**WHAT THIS TASK INVOLVES**: The reply should contain every line of the data, repeated exactly, and no pictures.
╭─ SOURCE MATERIAL
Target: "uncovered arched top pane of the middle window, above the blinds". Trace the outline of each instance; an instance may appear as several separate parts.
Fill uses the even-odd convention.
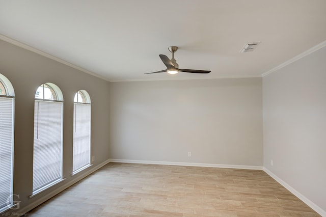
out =
[[[60,88],[52,83],[42,84],[35,93],[35,99],[63,101],[63,95]]]

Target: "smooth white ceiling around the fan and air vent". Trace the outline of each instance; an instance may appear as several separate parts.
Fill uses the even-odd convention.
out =
[[[326,1],[1,0],[0,34],[110,81],[257,77],[326,40]],[[211,73],[144,74],[172,45]]]

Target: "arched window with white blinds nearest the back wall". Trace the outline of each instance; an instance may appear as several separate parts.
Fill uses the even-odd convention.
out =
[[[79,90],[73,104],[72,174],[91,164],[91,99],[87,91]]]

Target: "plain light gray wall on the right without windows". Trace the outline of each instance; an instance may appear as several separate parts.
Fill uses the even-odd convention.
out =
[[[326,47],[263,77],[264,167],[323,210],[325,57]]]

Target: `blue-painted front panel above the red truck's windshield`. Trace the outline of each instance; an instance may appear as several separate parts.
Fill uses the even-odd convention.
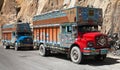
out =
[[[77,22],[99,25],[102,24],[102,9],[80,7],[77,10]]]

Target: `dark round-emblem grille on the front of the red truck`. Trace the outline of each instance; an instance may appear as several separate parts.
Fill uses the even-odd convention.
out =
[[[104,35],[100,35],[96,37],[96,46],[97,47],[105,47],[107,45],[107,37]]]

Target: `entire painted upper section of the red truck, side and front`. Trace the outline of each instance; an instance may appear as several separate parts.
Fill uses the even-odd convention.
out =
[[[102,25],[102,9],[89,7],[73,7],[52,11],[33,17],[33,26],[40,24],[62,24],[78,22]]]

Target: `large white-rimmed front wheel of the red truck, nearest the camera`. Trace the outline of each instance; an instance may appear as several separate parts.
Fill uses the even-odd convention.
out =
[[[72,62],[79,64],[82,62],[83,55],[80,51],[80,49],[77,46],[74,46],[70,51],[70,58]]]

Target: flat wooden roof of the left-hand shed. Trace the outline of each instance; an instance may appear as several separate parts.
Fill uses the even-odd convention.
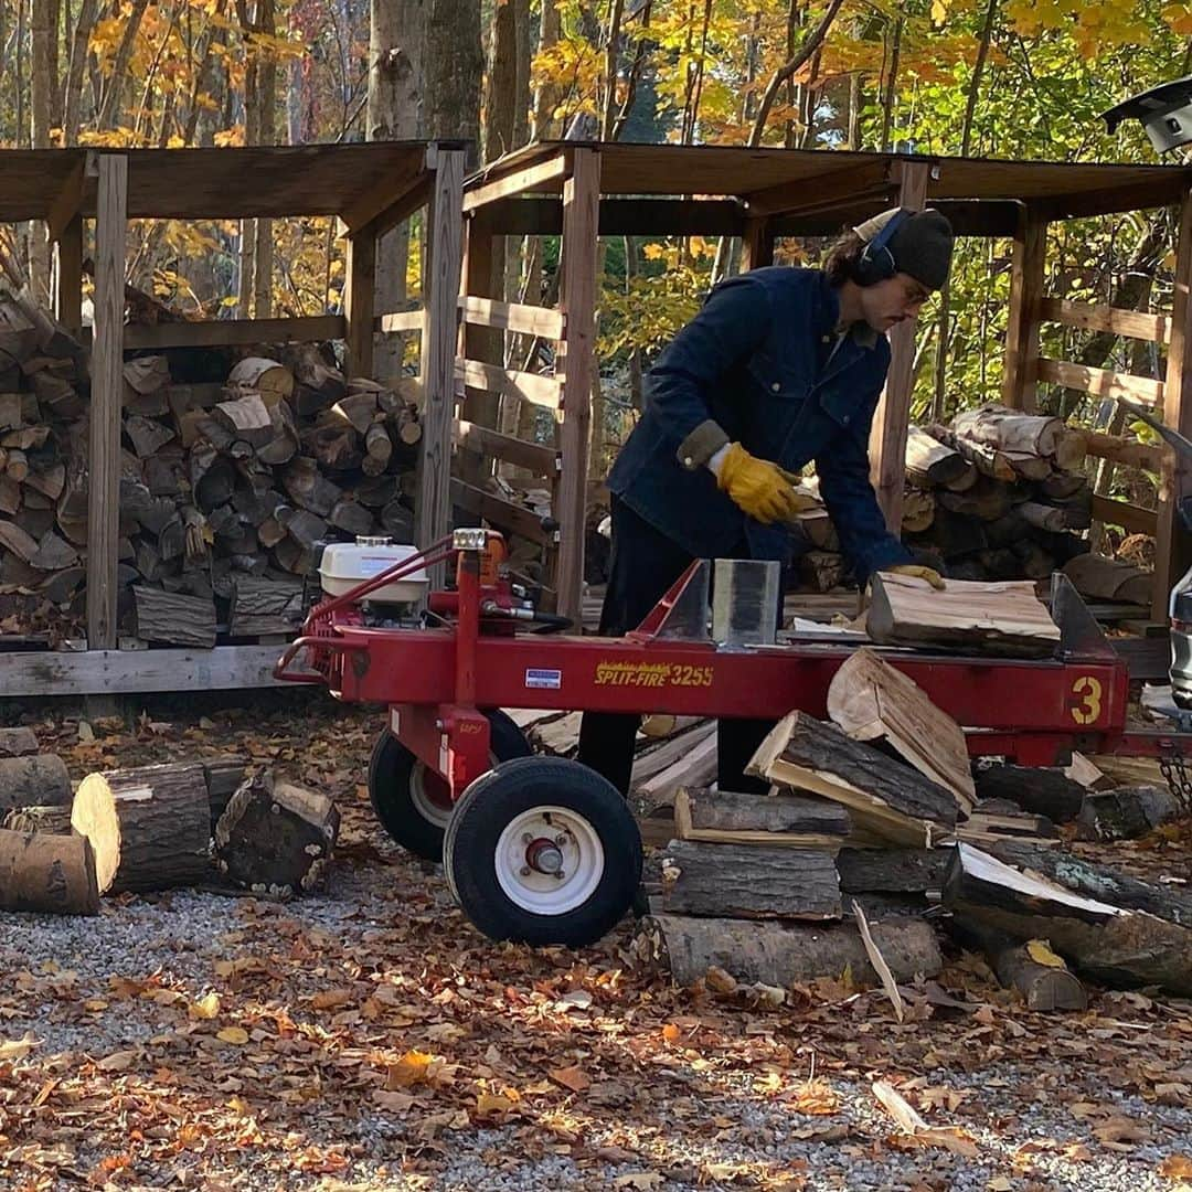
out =
[[[63,203],[94,216],[97,155],[122,153],[129,159],[130,218],[337,215],[352,216],[346,222],[359,226],[426,182],[428,148],[422,141],[379,141],[218,149],[4,149],[0,221],[46,218]]]

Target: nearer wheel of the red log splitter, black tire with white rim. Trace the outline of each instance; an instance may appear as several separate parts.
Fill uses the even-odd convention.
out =
[[[519,821],[533,824],[544,814],[538,808],[555,808],[546,812],[555,824],[565,819],[565,864],[573,868],[561,886],[547,881],[551,888],[542,892],[528,886],[542,881],[539,874],[520,870],[527,875],[523,898],[536,904],[530,908],[502,884],[498,864],[507,883],[517,879],[509,853],[502,859],[497,852],[502,834]],[[521,845],[507,840],[504,848]],[[641,834],[620,791],[595,770],[565,758],[520,758],[464,791],[447,826],[443,870],[464,913],[490,939],[581,948],[607,935],[633,906],[641,881]],[[558,912],[550,909],[555,898]]]

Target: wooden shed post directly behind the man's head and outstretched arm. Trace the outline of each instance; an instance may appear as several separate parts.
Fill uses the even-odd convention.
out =
[[[898,205],[921,211],[927,199],[932,166],[926,162],[898,162],[901,174]],[[899,323],[889,333],[890,368],[886,390],[877,403],[869,436],[870,478],[886,524],[895,536],[902,529],[902,485],[906,482],[906,435],[911,418],[911,390],[914,378],[914,327]]]

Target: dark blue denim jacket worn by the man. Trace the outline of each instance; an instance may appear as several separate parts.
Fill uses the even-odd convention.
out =
[[[815,460],[859,579],[907,563],[911,553],[887,530],[869,483],[869,428],[889,343],[865,324],[839,339],[838,317],[836,291],[818,269],[755,269],[718,286],[650,371],[645,414],[609,489],[693,555],[744,547],[752,558],[784,561],[787,528],[746,517],[706,466],[727,436],[790,471]]]

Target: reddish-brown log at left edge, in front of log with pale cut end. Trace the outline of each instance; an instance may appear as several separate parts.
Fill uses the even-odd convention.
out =
[[[85,836],[0,828],[0,907],[99,914],[91,840]]]

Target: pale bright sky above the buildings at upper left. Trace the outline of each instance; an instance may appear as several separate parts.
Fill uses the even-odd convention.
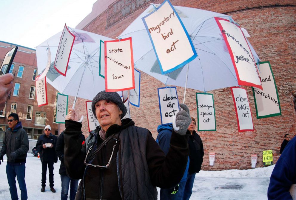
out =
[[[67,26],[75,28],[97,0],[2,0],[0,40],[36,49]]]

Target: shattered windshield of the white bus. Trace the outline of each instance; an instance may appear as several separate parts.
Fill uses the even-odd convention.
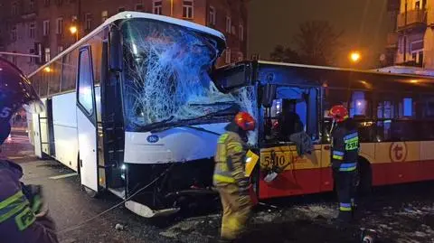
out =
[[[210,78],[221,51],[217,37],[147,19],[128,20],[122,33],[128,130],[218,115],[236,105]]]

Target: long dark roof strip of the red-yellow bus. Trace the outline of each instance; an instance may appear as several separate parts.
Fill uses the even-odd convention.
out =
[[[280,72],[280,83],[316,81],[319,85],[336,89],[372,89],[392,92],[434,92],[434,77],[396,74],[373,70],[354,70],[335,67],[258,61],[262,72]],[[269,68],[267,68],[267,66]],[[279,69],[280,68],[280,69]],[[267,75],[267,73],[261,73]],[[269,77],[269,76],[265,76]]]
╰─
**YOUR RESPONSE**:
Target: "uncovered arched top pane of the middle window, above the blinds". Trace the outline of each instance; an instance may appear as several separate parts.
Fill uses the even-odd convention.
out =
[[[60,88],[52,83],[42,84],[35,93],[35,99],[63,101],[63,95]]]

Target: "smooth white ceiling around the fan and air vent". Trace the outline of each instance; an instance may appear as several separate parts.
Fill uses the even-odd convention.
out =
[[[326,1],[1,0],[0,34],[110,81],[257,77],[326,40]],[[211,73],[144,74],[172,45]]]

Target: "arched window with white blinds nearest the back wall". Trace the outline of each instance; an instance may appear as several separate parts.
Fill uses the even-odd convention.
out =
[[[79,90],[73,104],[72,174],[91,164],[91,99],[87,91]]]

Target: "plain light gray wall on the right without windows". Trace the outline of each instance; an instance may appear as several separate parts.
Fill uses the even-odd convention.
out =
[[[326,47],[263,77],[264,167],[323,210],[325,57]]]

Target: `blue-painted front panel above the red truck's windshield`. Trace the outline of each instance; an instance may appear as several separate parts.
Fill uses the even-odd convention.
out =
[[[77,22],[99,25],[102,24],[102,9],[80,7],[77,10]]]

Target: `dark round-emblem grille on the front of the red truck`. Trace the outline of each instance; an instance may appear as several separate parts.
Fill uses the even-odd convention.
out =
[[[104,35],[100,35],[96,37],[96,46],[97,47],[105,47],[107,45],[107,37]]]

Target: `entire painted upper section of the red truck, side and front`. Trace the outline of each instance; an instance may appear as several separate parts.
Fill uses the even-odd convention.
out =
[[[102,25],[102,9],[89,7],[73,7],[52,11],[33,17],[33,26],[40,24],[62,24],[78,22]]]

Target: `large white-rimmed front wheel of the red truck, nearest the camera`. Trace the outline of each instance; an instance may appear as several separate parts.
Fill uses the even-odd convention.
out =
[[[72,62],[79,64],[82,62],[83,55],[80,51],[80,49],[77,46],[74,46],[70,51],[70,58]]]

Target: flat wooden roof of the left-hand shed. Trace the outline of each instance; an instance may appear as several separate parts.
Fill uses the even-odd convention.
out =
[[[63,203],[94,216],[97,155],[122,153],[129,159],[130,218],[337,215],[352,216],[346,222],[359,226],[426,182],[428,148],[422,141],[379,141],[218,149],[4,149],[0,221],[46,218]]]

Target: nearer wheel of the red log splitter, black tire with white rim. Trace the outline of each instance; an instance may appear as several separate parts.
Fill uses the even-odd convention.
out =
[[[519,821],[533,824],[544,814],[538,808],[555,808],[546,812],[555,824],[565,819],[565,864],[573,868],[561,886],[547,881],[551,888],[542,892],[528,886],[542,881],[539,874],[520,870],[527,875],[523,898],[536,904],[530,908],[502,884],[498,864],[507,883],[517,879],[509,853],[502,859],[497,852],[502,834]],[[521,845],[507,840],[504,848]],[[641,834],[620,791],[595,770],[565,758],[520,758],[464,791],[447,826],[443,870],[464,913],[490,939],[581,948],[607,935],[633,906],[641,881]],[[558,912],[550,909],[555,898]]]

Target: wooden shed post directly behind the man's head and outstretched arm. Trace the outline of each instance; an instance may appear as several separate parts.
Fill uses the even-odd convention.
out =
[[[898,205],[921,211],[927,199],[932,166],[926,162],[898,162],[901,174]],[[899,323],[889,333],[890,368],[886,390],[877,403],[869,436],[870,478],[886,524],[895,536],[902,529],[902,485],[906,482],[906,435],[911,418],[911,390],[914,378],[914,327]]]

Target: dark blue denim jacket worn by the man. Trace the outline of each instance; an instance may appear as several separate parts.
Fill uses the even-odd convention.
out =
[[[815,460],[859,579],[907,563],[911,553],[887,530],[869,483],[869,428],[889,343],[865,324],[839,339],[838,317],[836,291],[818,269],[755,269],[718,286],[650,371],[645,414],[609,489],[693,555],[744,547],[752,558],[784,561],[787,528],[746,517],[706,466],[727,436],[790,471]]]

Target: reddish-brown log at left edge, in front of log with pale cut end. Trace the outline of each instance; an instance may appear as several separate parts.
Fill uses the even-odd convention.
out =
[[[85,836],[0,828],[0,907],[99,914],[91,840]]]

Target: pale bright sky above the buildings at upper left. Trace the outline of each instance; an instance may appear as several separate parts.
Fill uses the even-odd convention.
out =
[[[67,26],[75,28],[97,0],[2,0],[0,40],[36,49]]]

Target: shattered windshield of the white bus. Trace the outline of each instance; an instance may appear as several separate parts.
Fill uses the even-odd convention.
out =
[[[210,78],[221,51],[217,37],[147,19],[128,20],[122,33],[128,130],[218,115],[236,105]]]

Target: long dark roof strip of the red-yellow bus. Trace the outline of each instance; an instance may appear as several separate parts.
Fill uses the even-odd convention.
out =
[[[280,72],[280,83],[316,81],[319,85],[336,89],[372,89],[392,92],[434,92],[434,77],[396,74],[373,70],[354,70],[335,67],[258,61],[262,72]],[[269,68],[267,68],[267,66]],[[279,69],[280,68],[280,69]],[[267,75],[267,73],[261,73]],[[269,77],[269,76],[265,76]]]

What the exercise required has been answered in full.